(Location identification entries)
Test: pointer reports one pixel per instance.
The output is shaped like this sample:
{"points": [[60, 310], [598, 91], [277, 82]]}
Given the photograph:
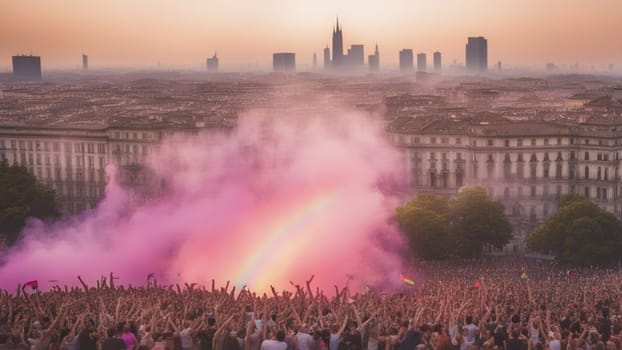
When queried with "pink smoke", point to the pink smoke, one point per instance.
{"points": [[276, 200]]}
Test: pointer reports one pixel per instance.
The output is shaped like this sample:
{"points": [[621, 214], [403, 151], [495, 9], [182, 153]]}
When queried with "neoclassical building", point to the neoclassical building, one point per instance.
{"points": [[73, 160], [526, 165]]}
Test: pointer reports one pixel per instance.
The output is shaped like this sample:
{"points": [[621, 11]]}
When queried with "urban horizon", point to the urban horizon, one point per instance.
{"points": [[61, 44]]}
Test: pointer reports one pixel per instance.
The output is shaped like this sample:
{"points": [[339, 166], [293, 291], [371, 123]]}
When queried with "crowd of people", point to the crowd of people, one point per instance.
{"points": [[452, 306]]}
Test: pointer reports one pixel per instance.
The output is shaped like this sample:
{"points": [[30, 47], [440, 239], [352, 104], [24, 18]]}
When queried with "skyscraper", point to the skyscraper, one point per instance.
{"points": [[27, 67], [326, 57], [374, 61], [477, 54], [422, 62], [406, 60], [437, 61], [337, 46], [212, 63], [284, 62], [356, 55]]}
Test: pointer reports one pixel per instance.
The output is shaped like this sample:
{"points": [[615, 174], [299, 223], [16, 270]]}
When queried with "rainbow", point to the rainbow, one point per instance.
{"points": [[265, 257]]}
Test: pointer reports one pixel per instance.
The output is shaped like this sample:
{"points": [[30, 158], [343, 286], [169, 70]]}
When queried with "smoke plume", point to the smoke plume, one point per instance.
{"points": [[278, 199]]}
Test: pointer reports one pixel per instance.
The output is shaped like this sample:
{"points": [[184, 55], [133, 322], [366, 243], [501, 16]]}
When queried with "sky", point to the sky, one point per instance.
{"points": [[182, 33]]}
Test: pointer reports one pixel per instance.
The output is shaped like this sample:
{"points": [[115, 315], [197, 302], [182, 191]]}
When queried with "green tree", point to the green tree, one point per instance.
{"points": [[22, 196], [438, 227], [478, 220], [579, 233], [425, 222]]}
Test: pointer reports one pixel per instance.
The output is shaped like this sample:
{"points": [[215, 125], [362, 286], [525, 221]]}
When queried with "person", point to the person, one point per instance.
{"points": [[186, 336], [277, 344], [128, 337], [113, 342]]}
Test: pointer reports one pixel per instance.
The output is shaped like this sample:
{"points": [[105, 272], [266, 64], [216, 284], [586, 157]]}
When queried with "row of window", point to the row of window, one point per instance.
{"points": [[506, 143]]}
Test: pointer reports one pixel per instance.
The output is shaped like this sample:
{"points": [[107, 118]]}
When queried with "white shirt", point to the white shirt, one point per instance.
{"points": [[303, 340], [273, 345], [186, 338]]}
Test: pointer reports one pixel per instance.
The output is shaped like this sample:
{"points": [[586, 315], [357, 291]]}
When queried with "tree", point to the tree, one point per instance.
{"points": [[21, 197], [425, 222], [579, 233], [438, 227], [478, 220]]}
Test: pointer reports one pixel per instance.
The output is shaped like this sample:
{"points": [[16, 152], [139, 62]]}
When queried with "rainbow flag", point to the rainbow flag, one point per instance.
{"points": [[34, 284], [407, 280]]}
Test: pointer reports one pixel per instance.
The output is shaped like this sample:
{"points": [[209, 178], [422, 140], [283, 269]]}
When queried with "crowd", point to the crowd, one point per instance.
{"points": [[452, 306]]}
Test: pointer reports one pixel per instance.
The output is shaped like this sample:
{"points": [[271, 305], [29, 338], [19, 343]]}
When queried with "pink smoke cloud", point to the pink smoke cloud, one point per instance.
{"points": [[276, 200]]}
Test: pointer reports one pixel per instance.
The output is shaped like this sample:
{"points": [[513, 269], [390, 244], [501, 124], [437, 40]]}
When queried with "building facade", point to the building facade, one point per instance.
{"points": [[284, 62], [527, 166], [26, 67], [437, 61], [406, 60], [477, 54], [421, 62]]}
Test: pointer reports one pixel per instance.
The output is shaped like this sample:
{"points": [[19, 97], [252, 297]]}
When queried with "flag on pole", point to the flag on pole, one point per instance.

#### [What you are asked to do]
Without including the pictures, return each record above exactly as it stands.

#### [Solution]
Test: pointer reports one pixel per instance.
The output is shaped like this sample:
{"points": [[60, 310], [598, 91], [277, 82]]}
Given the photograph:
When queried with "pink smoke", point to the pink smoke, one point per instance.
{"points": [[276, 200]]}
Test: pointer reports one pixel per instance.
The output is shaped like this sample:
{"points": [[621, 214], [403, 151], [495, 9], [182, 153]]}
When queried with "neoclassical building", point to the neoclassical building, one point per instance.
{"points": [[73, 160], [526, 165]]}
Test: pointer reports one pixel per instance.
The output is shaped like this sample:
{"points": [[621, 11]]}
When queried with "urban horizon", point to the urban horizon, one point per instance.
{"points": [[61, 44]]}
Test: pointer reports one pixel per instance.
The output is shaped like this sample:
{"points": [[339, 166], [293, 291], [371, 123]]}
When queried with "crowd of people", point to the crowd of people, one point per instance.
{"points": [[452, 306]]}
Test: pointer reports one pixel per instance.
The output is shaped like this sample:
{"points": [[30, 47], [440, 239], [352, 104], [24, 18]]}
When queried with "skyscraper", point to the skyscraper, one point per instance.
{"points": [[27, 67], [326, 57], [374, 61], [477, 54], [422, 62], [406, 60], [437, 61], [337, 46], [212, 63], [284, 62], [356, 55]]}
Test: pointer reports one pixel per instance.
The output is shaped like this sample:
{"points": [[615, 174], [299, 223], [16, 270]]}
When queried with "rainbow", point to the rainbow, one point per instance.
{"points": [[265, 257]]}
Test: pointer reports one pixel per instance.
The output is shaped like this sample:
{"points": [[30, 158], [343, 286], [169, 70]]}
When queried with "smoke plume", point to the smoke plume, one point per instance.
{"points": [[278, 199]]}
Test: pointer reports one pixel per instance.
The output is shaped like this sample:
{"points": [[184, 55], [133, 322], [366, 243], [501, 16]]}
When queried with "sky", point to the sky, one point per instance.
{"points": [[182, 33]]}
Test: pointer reports one pixel per instance.
The output is shaped like this sample:
{"points": [[115, 315], [197, 302], [182, 191]]}
When queried with "green tree", point to the green tree, one point per instance.
{"points": [[22, 196], [438, 227], [478, 220], [579, 233], [425, 222]]}
Test: pointer reports one pixel per instance.
The output is shaped like this sample:
{"points": [[215, 125], [362, 286], [525, 221]]}
When queried with "person", point to the person, one point per instance.
{"points": [[186, 336], [277, 344], [128, 337], [113, 342]]}
Test: pointer reports one pixel per instance.
The output is shaped like this sample:
{"points": [[105, 272], [266, 64], [216, 284], [586, 157]]}
When queried with "row of window", point to the row of window, one point per instance.
{"points": [[506, 143]]}
Test: pointer reports one pixel per instance.
The output is shaped like this sample:
{"points": [[107, 118]]}
When queried with "white shirt", point to the white shirt, one point per instance.
{"points": [[303, 340], [273, 345], [186, 338]]}
Test: pointer reports one pixel per instance.
The output is shaped like this sample:
{"points": [[586, 315], [357, 291]]}
When queried with "tree", point to the tree, one point per instance.
{"points": [[21, 197], [425, 222], [579, 233], [438, 227], [478, 220]]}
Test: pointer reports one pixel per instance.
The output is shaped like this sample:
{"points": [[16, 152], [139, 62]]}
When queried with "rainbow flag", point to the rainbow flag, one point per instance.
{"points": [[34, 284], [407, 280]]}
Test: pointer reports one pixel per instance.
The output is shaped like this sample:
{"points": [[209, 178], [422, 140], [283, 269]]}
When queried with "crowd", point to the crowd, one point per instance.
{"points": [[452, 306]]}
Test: pointer reports one pixel per instance.
The output is shaped like this sample:
{"points": [[271, 305], [29, 338], [19, 343]]}
When queried with "pink smoke cloud", point to the pink smoke cloud, one point per instance.
{"points": [[276, 200]]}
Test: pointer reports one pixel per instance.
The output is shaped like this sample:
{"points": [[513, 269], [390, 244], [501, 124], [437, 40]]}
When queried with "building facade", point to the building facade, one point per instance.
{"points": [[284, 62], [527, 166], [26, 67], [437, 61], [406, 60], [477, 54], [421, 62]]}
Test: pointer reports one pixel per instance.
The output is shaped like this sample:
{"points": [[19, 97], [252, 297]]}
When queried with "flag on pole", point to the flag on pole, one point per instance.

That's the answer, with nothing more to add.